TASK DESCRIPTION => In the passage below on direct evidence in FMLA cases, list every insertion that appears inside square brackets in the quotation.

TEXT SEGMENT =>
Because these statements require an additional inference, they are unlike those the Sixth Circuit has labelled direct evidence. For example, in Daugherty, a supervisor explicitly told Daugherty that he would lose his job if he used his remaining FMLA leave. The plaintiff used the leave and was subsequently terminated. The Circuit unsurprisingly found the supervisor's statement was direct evidence because the threat “d[id] not indicate merely a general bias against employees taking FMLA leave, but rather establishe[d] a clear connection between Daugherty's last FMLA leave and [the supervisor's] decision to discharge Daugherty from his employment.” Daugherty, 544 F.3d at 708; cf. Hunter v. Valley View Local Schs., 579 F.3d 688, 692-93 (6th Cir. 2009) (direct evidence where the decisionmaker testified at deposition that the plaintiffs absenteeism-due, in part, to FMLA leave-was one reason she placed the plaintiff on involuntary leave).

PROVIDED DATA =>
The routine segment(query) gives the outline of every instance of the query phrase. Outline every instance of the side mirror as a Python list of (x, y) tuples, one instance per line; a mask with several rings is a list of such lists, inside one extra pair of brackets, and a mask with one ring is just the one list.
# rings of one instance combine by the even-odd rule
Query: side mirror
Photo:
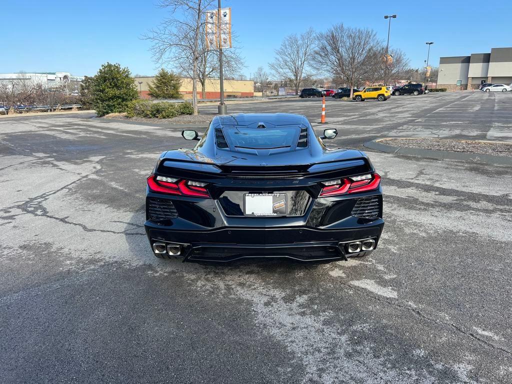
[(338, 135), (338, 131), (334, 128), (324, 130), (323, 136), (320, 136), (322, 140), (324, 139), (334, 139)]
[(183, 130), (181, 131), (181, 136), (185, 140), (199, 140), (199, 135), (195, 131)]

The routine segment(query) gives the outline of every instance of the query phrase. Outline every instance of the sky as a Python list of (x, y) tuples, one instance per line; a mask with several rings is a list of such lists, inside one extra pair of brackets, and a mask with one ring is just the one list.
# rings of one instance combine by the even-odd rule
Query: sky
[[(133, 74), (153, 75), (159, 66), (152, 60), (151, 43), (141, 37), (168, 12), (157, 4), (5, 2), (0, 8), (0, 73), (62, 71), (92, 76), (110, 61), (127, 67)], [(239, 36), (245, 59), (243, 72), (248, 77), (260, 66), (268, 70), (284, 37), (309, 27), (321, 31), (343, 23), (372, 29), (385, 41), (386, 14), (397, 15), (391, 20), (390, 46), (403, 51), (413, 68), (424, 65), (426, 41), (434, 42), (429, 60), (434, 66), (440, 57), (512, 46), (511, 0), (222, 0), (222, 6), (231, 8), (232, 29)], [(504, 23), (490, 22), (486, 15), (501, 15)]]

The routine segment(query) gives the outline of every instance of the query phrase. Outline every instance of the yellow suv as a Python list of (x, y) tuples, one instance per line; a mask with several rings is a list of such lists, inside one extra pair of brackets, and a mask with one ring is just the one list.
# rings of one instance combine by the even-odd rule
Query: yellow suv
[(352, 100), (362, 101), (365, 100), (378, 100), (385, 101), (391, 97), (391, 91), (386, 87), (369, 87), (360, 92), (352, 95)]

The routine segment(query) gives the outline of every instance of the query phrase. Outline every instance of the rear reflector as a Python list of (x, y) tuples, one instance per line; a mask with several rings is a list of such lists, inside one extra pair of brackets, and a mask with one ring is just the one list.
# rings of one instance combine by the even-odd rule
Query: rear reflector
[[(164, 181), (174, 180), (176, 182)], [(200, 185), (206, 185), (201, 182), (190, 182), (173, 178), (164, 178), (152, 175), (147, 178), (147, 186), (154, 192), (168, 195), (177, 195), (181, 196), (202, 197), (211, 199), (206, 188)]]

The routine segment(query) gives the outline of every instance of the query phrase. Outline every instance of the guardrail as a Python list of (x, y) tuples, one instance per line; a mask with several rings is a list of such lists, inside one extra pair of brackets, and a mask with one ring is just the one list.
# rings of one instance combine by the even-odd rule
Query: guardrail
[[(252, 96), (252, 97), (225, 97), (224, 101), (244, 101), (245, 100), (274, 100), (275, 99), (293, 99), (298, 97), (298, 95), (292, 96)], [(153, 102), (158, 101), (164, 101), (170, 103), (182, 103), (185, 101), (190, 102), (190, 99), (185, 100), (184, 99), (161, 99), (160, 100), (152, 100)], [(206, 102), (208, 101), (220, 101), (220, 98), (218, 99), (198, 99), (198, 102)]]
[[(12, 107), (16, 112), (25, 112), (26, 111), (41, 111), (45, 110), (55, 110), (57, 108), (60, 110), (71, 110), (73, 108), (80, 108), (81, 104), (65, 104), (62, 105), (16, 105)], [(11, 108), (10, 107), (0, 105), (0, 112), (3, 112), (6, 115)]]

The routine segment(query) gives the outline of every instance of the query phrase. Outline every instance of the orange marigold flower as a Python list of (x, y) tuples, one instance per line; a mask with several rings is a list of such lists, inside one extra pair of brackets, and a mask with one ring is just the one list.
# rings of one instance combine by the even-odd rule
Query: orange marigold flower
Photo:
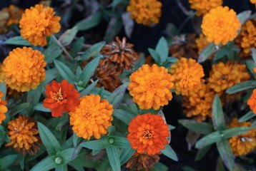
[(136, 23), (146, 26), (158, 24), (162, 16), (162, 3), (157, 0), (130, 0), (127, 11)]
[(16, 48), (4, 59), (1, 68), (4, 81), (17, 91), (35, 89), (45, 79), (46, 63), (40, 51), (31, 48)]
[(137, 151), (132, 155), (132, 157), (127, 163), (127, 168), (136, 170), (150, 171), (150, 167), (158, 162), (160, 157), (158, 155), (148, 155), (147, 154), (139, 154)]
[(174, 78), (174, 89), (177, 94), (188, 95), (189, 91), (196, 91), (202, 87), (204, 70), (195, 59), (181, 58), (171, 66), (169, 72)]
[(202, 19), (202, 31), (208, 42), (226, 45), (235, 39), (241, 24), (236, 13), (227, 6), (212, 9)]
[(207, 84), (197, 91), (190, 91), (189, 95), (184, 96), (182, 106), (186, 108), (184, 113), (187, 117), (194, 116), (197, 122), (212, 117), (212, 104), (215, 93)]
[(242, 25), (236, 43), (245, 54), (250, 53), (251, 48), (256, 48), (256, 19), (248, 20)]
[(213, 65), (210, 73), (209, 86), (220, 95), (228, 88), (250, 79), (245, 64), (229, 61)]
[(7, 104), (6, 101), (1, 99), (3, 96), (3, 92), (0, 91), (0, 124), (1, 124), (2, 121), (6, 118), (6, 116), (4, 115), (4, 113), (8, 111), (8, 109), (6, 106)]
[(74, 112), (70, 112), (70, 125), (79, 137), (96, 139), (107, 133), (107, 127), (112, 125), (113, 105), (99, 95), (89, 95), (80, 98), (79, 105)]
[(34, 155), (41, 143), (36, 122), (30, 117), (19, 115), (18, 118), (9, 122), (8, 135), (11, 142), (6, 146), (11, 146), (23, 155), (26, 151)]
[[(250, 127), (250, 122), (238, 123), (237, 118), (234, 118), (228, 125), (229, 128)], [(229, 138), (229, 142), (235, 155), (245, 155), (253, 150), (256, 146), (256, 129), (251, 129), (249, 132), (240, 135)]]
[(189, 0), (190, 8), (197, 11), (197, 16), (204, 16), (212, 9), (222, 5), (222, 0)]
[(167, 137), (169, 136), (168, 125), (160, 115), (149, 113), (137, 115), (129, 124), (127, 139), (133, 149), (139, 154), (147, 152), (154, 155), (160, 152), (168, 144)]
[(51, 85), (46, 86), (44, 93), (47, 98), (44, 100), (43, 105), (51, 110), (51, 116), (62, 116), (62, 111), (74, 111), (74, 108), (80, 102), (77, 99), (80, 93), (74, 89), (74, 84), (69, 84), (67, 80), (63, 80), (60, 83), (53, 81)]
[(61, 18), (54, 14), (52, 8), (43, 5), (26, 9), (19, 21), (21, 35), (34, 46), (46, 46), (46, 37), (58, 33), (61, 28)]
[(129, 94), (141, 109), (153, 107), (157, 110), (167, 105), (172, 98), (170, 89), (173, 86), (173, 77), (164, 67), (156, 64), (152, 67), (143, 65), (129, 76)]
[(247, 105), (252, 110), (253, 113), (256, 114), (256, 88), (253, 90), (251, 97), (247, 100)]

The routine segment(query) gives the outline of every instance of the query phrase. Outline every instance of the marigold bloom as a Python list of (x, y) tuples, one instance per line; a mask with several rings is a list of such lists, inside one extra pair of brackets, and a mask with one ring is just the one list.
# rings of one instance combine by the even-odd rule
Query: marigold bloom
[(202, 19), (202, 31), (208, 42), (214, 42), (215, 45), (235, 39), (241, 24), (236, 13), (227, 6), (218, 6), (212, 9)]
[(31, 48), (16, 48), (4, 59), (1, 68), (4, 81), (17, 91), (35, 89), (45, 79), (44, 56)]
[(212, 105), (215, 93), (207, 84), (197, 91), (190, 91), (188, 96), (184, 96), (182, 106), (186, 108), (184, 113), (187, 117), (194, 116), (197, 122), (212, 117)]
[(79, 105), (74, 112), (70, 112), (70, 125), (79, 137), (96, 139), (107, 133), (107, 127), (112, 125), (113, 105), (99, 95), (89, 95), (80, 98)]
[(222, 5), (222, 0), (189, 0), (190, 8), (197, 11), (197, 16), (204, 16), (212, 9)]
[(181, 58), (171, 66), (169, 72), (174, 78), (174, 89), (177, 94), (188, 95), (189, 91), (201, 88), (204, 70), (195, 59)]
[(11, 142), (6, 146), (11, 146), (23, 155), (26, 151), (34, 155), (39, 150), (41, 139), (36, 122), (31, 118), (19, 115), (9, 123), (7, 128)]
[(213, 65), (210, 73), (209, 86), (220, 95), (224, 90), (244, 81), (250, 79), (245, 64), (220, 62)]
[(253, 113), (256, 114), (256, 88), (253, 90), (251, 97), (247, 100), (247, 105), (252, 110)]
[(122, 41), (119, 37), (116, 40), (104, 46), (101, 53), (117, 66), (117, 71), (122, 73), (124, 69), (132, 69), (139, 56), (133, 49), (134, 45), (127, 43), (125, 37)]
[(157, 0), (130, 0), (127, 11), (136, 23), (146, 26), (158, 24), (162, 16), (162, 3)]
[(6, 118), (6, 116), (4, 115), (4, 113), (8, 111), (8, 109), (6, 106), (7, 104), (6, 101), (1, 99), (3, 96), (3, 92), (0, 91), (0, 124), (1, 124), (2, 121)]
[(236, 43), (245, 54), (250, 53), (251, 48), (256, 48), (256, 19), (248, 20), (242, 26)]
[(173, 86), (173, 77), (162, 66), (143, 65), (129, 76), (129, 94), (141, 109), (153, 107), (157, 110), (167, 105), (168, 100), (172, 98), (170, 89)]
[(148, 155), (139, 154), (135, 151), (127, 162), (126, 167), (130, 170), (150, 171), (150, 167), (153, 167), (154, 163), (158, 162), (159, 160), (160, 157), (158, 155)]
[(19, 21), (21, 35), (34, 46), (46, 46), (46, 36), (58, 33), (61, 28), (61, 18), (54, 16), (54, 14), (52, 8), (43, 5), (26, 9)]
[(46, 86), (44, 93), (47, 98), (44, 100), (43, 105), (51, 110), (51, 116), (62, 116), (62, 111), (74, 111), (74, 108), (80, 102), (77, 99), (80, 93), (74, 89), (74, 84), (69, 84), (67, 80), (63, 80), (60, 83), (53, 81), (51, 85)]
[(127, 139), (133, 149), (139, 154), (154, 155), (160, 152), (168, 144), (168, 125), (160, 115), (149, 113), (132, 118), (128, 127)]
[[(229, 128), (250, 127), (250, 122), (238, 123), (237, 118), (234, 118), (228, 125)], [(229, 138), (229, 142), (235, 155), (245, 155), (253, 150), (256, 146), (256, 129), (251, 129), (249, 132)]]

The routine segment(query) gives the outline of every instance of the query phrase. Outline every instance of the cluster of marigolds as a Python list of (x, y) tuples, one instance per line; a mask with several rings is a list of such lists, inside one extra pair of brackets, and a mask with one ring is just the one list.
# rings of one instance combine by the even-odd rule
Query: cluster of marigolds
[[(251, 1), (255, 3), (255, 1)], [(235, 40), (240, 30), (235, 43), (242, 49), (241, 56), (251, 55), (250, 48), (256, 47), (255, 20), (247, 21), (240, 28), (236, 13), (227, 6), (222, 6), (222, 0), (189, 0), (189, 2), (191, 8), (197, 11), (197, 14), (203, 16), (202, 34), (195, 41), (198, 53), (211, 42), (215, 45), (226, 45)], [(127, 10), (131, 12), (131, 18), (135, 19), (137, 23), (150, 25), (159, 22), (161, 6), (161, 2), (157, 0), (131, 0)], [(20, 11), (17, 12), (20, 14)], [(46, 46), (46, 36), (58, 33), (61, 28), (61, 18), (54, 14), (53, 9), (43, 5), (26, 9), (19, 20), (21, 35), (32, 45)], [(6, 25), (16, 22), (15, 16), (9, 19)], [(122, 73), (124, 70), (131, 70), (139, 59), (132, 47), (132, 44), (126, 42), (125, 38), (122, 41), (117, 38), (117, 41), (102, 48), (101, 53), (104, 58), (100, 60), (93, 76), (99, 79), (97, 86), (104, 86), (112, 92), (121, 85)], [(241, 94), (227, 95), (225, 90), (235, 84), (250, 79), (245, 65), (237, 61), (212, 65), (209, 76), (206, 77), (201, 64), (192, 58), (184, 57), (179, 58), (169, 70), (156, 64), (145, 64), (130, 76), (128, 90), (133, 102), (140, 109), (158, 110), (167, 105), (172, 98), (171, 89), (173, 89), (177, 95), (182, 95), (182, 106), (187, 116), (202, 122), (211, 118), (215, 94), (221, 98), (222, 103), (237, 99)], [(90, 60), (84, 61), (82, 67)], [(40, 51), (27, 47), (16, 48), (1, 64), (0, 81), (5, 82), (7, 93), (27, 92), (31, 88), (35, 89), (45, 80), (46, 66), (44, 56)], [(51, 110), (53, 117), (62, 116), (63, 112), (69, 113), (70, 125), (77, 135), (92, 140), (92, 136), (99, 139), (107, 133), (114, 111), (107, 100), (93, 94), (80, 97), (74, 85), (69, 84), (67, 80), (61, 83), (53, 81), (46, 86), (44, 93), (46, 98), (43, 106)], [(6, 118), (4, 113), (8, 110), (6, 101), (2, 100), (3, 95), (0, 92), (0, 123)], [(256, 89), (247, 104), (256, 113)], [(238, 123), (237, 119), (234, 118), (227, 126), (235, 128), (250, 124), (250, 122)], [(34, 154), (39, 148), (41, 142), (36, 122), (31, 118), (19, 115), (9, 123), (7, 128), (11, 142), (6, 146), (11, 146), (22, 153), (28, 151), (29, 154)], [(127, 138), (137, 151), (127, 167), (132, 168), (137, 165), (137, 169), (147, 168), (147, 164), (143, 163), (145, 160), (158, 162), (157, 155), (168, 144), (167, 138), (170, 135), (168, 125), (162, 118), (151, 113), (137, 115), (129, 123), (128, 131)], [(230, 138), (234, 155), (246, 155), (254, 149), (255, 135), (256, 130), (253, 129)], [(138, 166), (134, 161), (140, 158), (143, 160)]]

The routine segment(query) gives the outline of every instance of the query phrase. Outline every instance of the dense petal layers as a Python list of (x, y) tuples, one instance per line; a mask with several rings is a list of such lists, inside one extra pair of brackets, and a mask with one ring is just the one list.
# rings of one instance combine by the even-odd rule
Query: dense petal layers
[(4, 59), (1, 68), (4, 81), (17, 91), (35, 89), (45, 79), (46, 63), (40, 51), (31, 48), (16, 48)]
[(204, 16), (212, 9), (222, 5), (222, 0), (189, 0), (190, 8), (197, 11), (197, 16)]
[(46, 37), (58, 33), (61, 28), (61, 18), (54, 14), (52, 8), (43, 5), (26, 9), (19, 21), (21, 35), (34, 46), (46, 46)]
[(128, 127), (127, 139), (139, 154), (154, 155), (168, 144), (169, 131), (160, 115), (146, 113), (132, 118)]
[(196, 91), (202, 87), (204, 70), (195, 59), (181, 58), (171, 66), (169, 72), (174, 78), (174, 89), (177, 94), (188, 95), (190, 91)]
[[(237, 118), (234, 118), (228, 125), (229, 128), (250, 127), (250, 122), (238, 123)], [(240, 135), (229, 138), (229, 142), (235, 155), (245, 155), (252, 150), (256, 146), (256, 129), (251, 129), (249, 132)]]
[(70, 125), (79, 137), (96, 139), (107, 133), (107, 127), (112, 125), (113, 105), (99, 95), (89, 95), (80, 98), (80, 104), (74, 112), (70, 112)]
[(207, 14), (201, 26), (202, 31), (208, 42), (214, 42), (215, 45), (235, 39), (241, 24), (236, 13), (227, 6), (218, 6), (212, 9)]
[(67, 80), (60, 83), (53, 81), (51, 85), (46, 86), (44, 93), (47, 98), (44, 100), (43, 105), (51, 110), (53, 117), (62, 116), (62, 111), (74, 112), (74, 108), (79, 104), (77, 98), (80, 93), (74, 87), (74, 85), (69, 84)]
[(145, 64), (130, 76), (128, 90), (139, 108), (157, 110), (172, 100), (173, 77), (167, 72), (162, 66)]
[(148, 26), (159, 23), (161, 7), (162, 3), (157, 0), (131, 0), (127, 10), (136, 23)]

TASK RESULT =>
- [id], in "d[id]"
- [d], in "establishe[d]"
- [the supervisor's]